→ Using the information
**a)** Name every theme that the artist statement below says the writer enjoys exploring.
**b)** In the artist statement below, copy the stretch from "The use of fabrics" through "pressure and expectations." word for word.

→ Page extract
--------

The core of my artistic practice rests on three foundational pillars. The first is an attraction to lines. I have always had a genuine fascination with lines. I think it’s interesting how the primary component of all complex forms can be ambiguously loaded with meaning. A line can connect and separate, enclose and exclude, direct and misdirect, all at the same time. To a large extent, my work is a three-dimensional manifestation of lines. I amplify their complexity by enabling them to catch pockets of light and cast subtle shadows. This becomes an avenue to tease out smaller stories within wider narratives visually. The second pillar is the seeming neutrality of paper. I view paper as a conceptual Trojan horse. It’s a basic, unassuming material that exists in the backgrounds of our lives: bland, reliable, and ordinary. By making paper the visual centrepiece of my art, I encourage my audience to reconsider the material’s value and potential. This re-examination also underscores a running theme in my practice, which is that things are rarely what they appear to be.
The use of fabrics in Yorùbá, Nigerian society is my third pillar. Across my practice, I use fabrics as a reference to the practice of Aṣọ ẹbi in Nigerian society. Aṣọ ẹbi, which translates to “family cloth” refers to the selection of a fabric that serves as a “uniform” worn by families and friends alike during communal ceremonies such as weddings, birthdays and funerals. It is intended to be a show of love, support and camaraderie. The practice has, however, been corrupted in contemporary times, becoming a common source of disputes when prices are excessively inflated to turn a profit and community members are unable or unwilling to acquire the fabric. My use of fabrics references how the positive can quickly mutate to take on negative connotations. It is also a visual representation of societal pressure and expectations.
I enjoy exploring themes related to gender, memory, mythology and identity. My work involves placing strips of paper on their edges to create forms. It is a rather labour-intensive process as each strip must be manually measured, manipulated and secured. I approach paper as a means of painting without pigments. The visual complexity of my art becomes a visual metaphor for the difficulty of the themes I tackle. My art is often visually playful and engaging, characterised by intricacy and bright colours. I think of the visual accessibility of my work as a “trap” of sorts. It lures an audience into engaging before revealing the darker subject matter the work deals with, a constant reminder of the fallacy of face value.
CURRENT PROJECTS
Let Us Go Where the Ones Who Sleep Dance
“Let us go where the ones who sleep dance”, examines my brush with suicidal ideation. At the most suicidal point in my life in 2020, my father sent me a video of a Yoruba masquerade performance in our hometown. I remember wondering why those who have left this world would ever willingly revisit it. In that moment, it occurred to me that if beings in the next life could still find a reason to engage with this life, perhaps I just hadn’t found my reason to stay yet. I began to grapple with this idea using masquerades drawn from Yoruba culture as avatars for my bewildered searching self, looking for a reason for existence, guided by other little girls I never really got a chance to be. These pieces are my attempt to understand what it means to be a person who inhabits this life, revelling in the fantastical as fully as the mundane.

--------

→ Supplied records
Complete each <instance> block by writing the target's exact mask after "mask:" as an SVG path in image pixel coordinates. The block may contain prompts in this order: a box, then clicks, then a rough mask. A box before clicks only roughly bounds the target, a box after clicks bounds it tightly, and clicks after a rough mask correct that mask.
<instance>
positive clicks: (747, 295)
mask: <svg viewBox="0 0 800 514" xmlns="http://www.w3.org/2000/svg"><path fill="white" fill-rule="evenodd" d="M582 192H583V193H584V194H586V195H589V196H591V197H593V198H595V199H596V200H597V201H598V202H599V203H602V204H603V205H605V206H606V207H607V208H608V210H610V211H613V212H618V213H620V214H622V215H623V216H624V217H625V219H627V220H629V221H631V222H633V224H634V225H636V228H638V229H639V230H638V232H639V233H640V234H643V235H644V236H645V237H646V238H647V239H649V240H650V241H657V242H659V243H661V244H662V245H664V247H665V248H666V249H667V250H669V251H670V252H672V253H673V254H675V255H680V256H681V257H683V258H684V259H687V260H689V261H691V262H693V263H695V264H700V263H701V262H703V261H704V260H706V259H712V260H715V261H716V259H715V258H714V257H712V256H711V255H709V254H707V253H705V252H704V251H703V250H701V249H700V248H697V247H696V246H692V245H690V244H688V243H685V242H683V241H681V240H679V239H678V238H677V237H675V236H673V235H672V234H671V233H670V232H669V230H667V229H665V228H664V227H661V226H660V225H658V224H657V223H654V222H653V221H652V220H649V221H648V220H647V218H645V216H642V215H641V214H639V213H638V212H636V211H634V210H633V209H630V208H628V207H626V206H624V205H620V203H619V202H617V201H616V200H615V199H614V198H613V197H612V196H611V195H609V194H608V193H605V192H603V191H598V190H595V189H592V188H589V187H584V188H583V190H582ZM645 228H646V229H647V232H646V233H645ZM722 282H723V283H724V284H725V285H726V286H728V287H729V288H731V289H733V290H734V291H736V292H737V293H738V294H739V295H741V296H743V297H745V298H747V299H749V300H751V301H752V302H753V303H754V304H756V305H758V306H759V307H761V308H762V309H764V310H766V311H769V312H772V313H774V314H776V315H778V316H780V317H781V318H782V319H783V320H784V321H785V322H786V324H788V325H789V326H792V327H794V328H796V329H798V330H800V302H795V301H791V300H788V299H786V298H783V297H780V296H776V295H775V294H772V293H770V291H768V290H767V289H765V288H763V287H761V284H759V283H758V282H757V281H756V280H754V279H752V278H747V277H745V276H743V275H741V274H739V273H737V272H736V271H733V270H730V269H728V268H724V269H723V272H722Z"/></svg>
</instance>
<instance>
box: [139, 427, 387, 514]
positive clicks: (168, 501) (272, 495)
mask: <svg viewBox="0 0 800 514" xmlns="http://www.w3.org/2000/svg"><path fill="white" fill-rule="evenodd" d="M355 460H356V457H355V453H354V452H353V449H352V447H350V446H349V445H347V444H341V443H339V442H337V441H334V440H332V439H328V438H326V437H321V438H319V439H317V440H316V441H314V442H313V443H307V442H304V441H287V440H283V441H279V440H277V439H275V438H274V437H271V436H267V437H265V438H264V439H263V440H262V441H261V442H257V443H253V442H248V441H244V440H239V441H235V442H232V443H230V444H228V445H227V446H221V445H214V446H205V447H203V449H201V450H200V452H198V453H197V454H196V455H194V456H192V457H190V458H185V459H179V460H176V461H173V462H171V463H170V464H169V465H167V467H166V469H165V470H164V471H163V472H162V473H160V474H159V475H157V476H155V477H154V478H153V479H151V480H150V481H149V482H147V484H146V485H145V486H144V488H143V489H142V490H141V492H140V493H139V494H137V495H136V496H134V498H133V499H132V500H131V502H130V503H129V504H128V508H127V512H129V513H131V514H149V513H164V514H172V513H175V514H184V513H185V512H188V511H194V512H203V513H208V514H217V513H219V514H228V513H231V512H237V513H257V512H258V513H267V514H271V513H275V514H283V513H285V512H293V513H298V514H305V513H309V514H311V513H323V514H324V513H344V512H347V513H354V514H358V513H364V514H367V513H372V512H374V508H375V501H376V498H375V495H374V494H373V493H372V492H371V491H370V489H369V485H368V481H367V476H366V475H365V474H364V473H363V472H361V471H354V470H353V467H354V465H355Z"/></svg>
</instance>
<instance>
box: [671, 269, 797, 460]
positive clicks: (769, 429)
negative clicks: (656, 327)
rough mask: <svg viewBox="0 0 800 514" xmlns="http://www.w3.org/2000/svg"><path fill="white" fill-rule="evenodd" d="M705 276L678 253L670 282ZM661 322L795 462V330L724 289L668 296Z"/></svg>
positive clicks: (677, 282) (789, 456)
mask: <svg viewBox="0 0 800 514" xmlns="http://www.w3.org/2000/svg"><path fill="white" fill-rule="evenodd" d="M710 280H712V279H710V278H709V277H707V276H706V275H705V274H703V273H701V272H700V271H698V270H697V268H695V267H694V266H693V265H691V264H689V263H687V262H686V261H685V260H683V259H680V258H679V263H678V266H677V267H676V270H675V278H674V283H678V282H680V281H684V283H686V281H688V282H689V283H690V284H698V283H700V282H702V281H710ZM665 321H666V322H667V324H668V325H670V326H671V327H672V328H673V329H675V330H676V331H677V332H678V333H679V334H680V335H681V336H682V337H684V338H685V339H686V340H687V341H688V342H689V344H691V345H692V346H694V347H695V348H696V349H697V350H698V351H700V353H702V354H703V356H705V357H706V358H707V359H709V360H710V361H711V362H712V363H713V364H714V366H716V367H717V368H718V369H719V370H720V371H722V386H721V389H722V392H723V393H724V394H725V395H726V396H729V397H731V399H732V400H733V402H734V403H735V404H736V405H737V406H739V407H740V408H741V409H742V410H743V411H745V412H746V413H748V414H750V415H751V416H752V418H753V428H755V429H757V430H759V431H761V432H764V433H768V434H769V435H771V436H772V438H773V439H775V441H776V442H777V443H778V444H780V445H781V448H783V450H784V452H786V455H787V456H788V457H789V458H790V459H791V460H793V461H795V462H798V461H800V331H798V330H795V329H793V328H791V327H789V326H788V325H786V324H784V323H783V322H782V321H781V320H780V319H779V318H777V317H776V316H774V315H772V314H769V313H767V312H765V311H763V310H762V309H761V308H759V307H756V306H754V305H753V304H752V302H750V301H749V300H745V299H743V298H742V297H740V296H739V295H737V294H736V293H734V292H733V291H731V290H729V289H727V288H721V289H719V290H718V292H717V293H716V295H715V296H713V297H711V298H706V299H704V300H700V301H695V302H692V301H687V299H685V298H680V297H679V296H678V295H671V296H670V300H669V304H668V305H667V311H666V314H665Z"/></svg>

--------

→ Exercise results
**a)** Gender, memory, mythology and identity.

**b)**
The use of fabrics in Yorùbá, Nigerian society is my third pillar. Across my practice, I use fabrics as a reference to the practice of Aṣọ ẹbi in Nigerian society. Aṣọ ẹbi, which translates to “family cloth” refers to the selection of a fabric that serves as a “uniform” worn by families and friends alike during communal ceremonies such as weddings, birthdays and funerals. It is intended to be a show of love, support and camaraderie. The practice has, however, been corrupted in contemporary times, becoming a common source of disputes when prices are excessively inflated to turn a profit and community members are unable or unwilling to acquire the fabric. My use of fabrics references how the positive can quickly mutate to take on negative connotations. It is also a visual representation of societal pressure and expectations.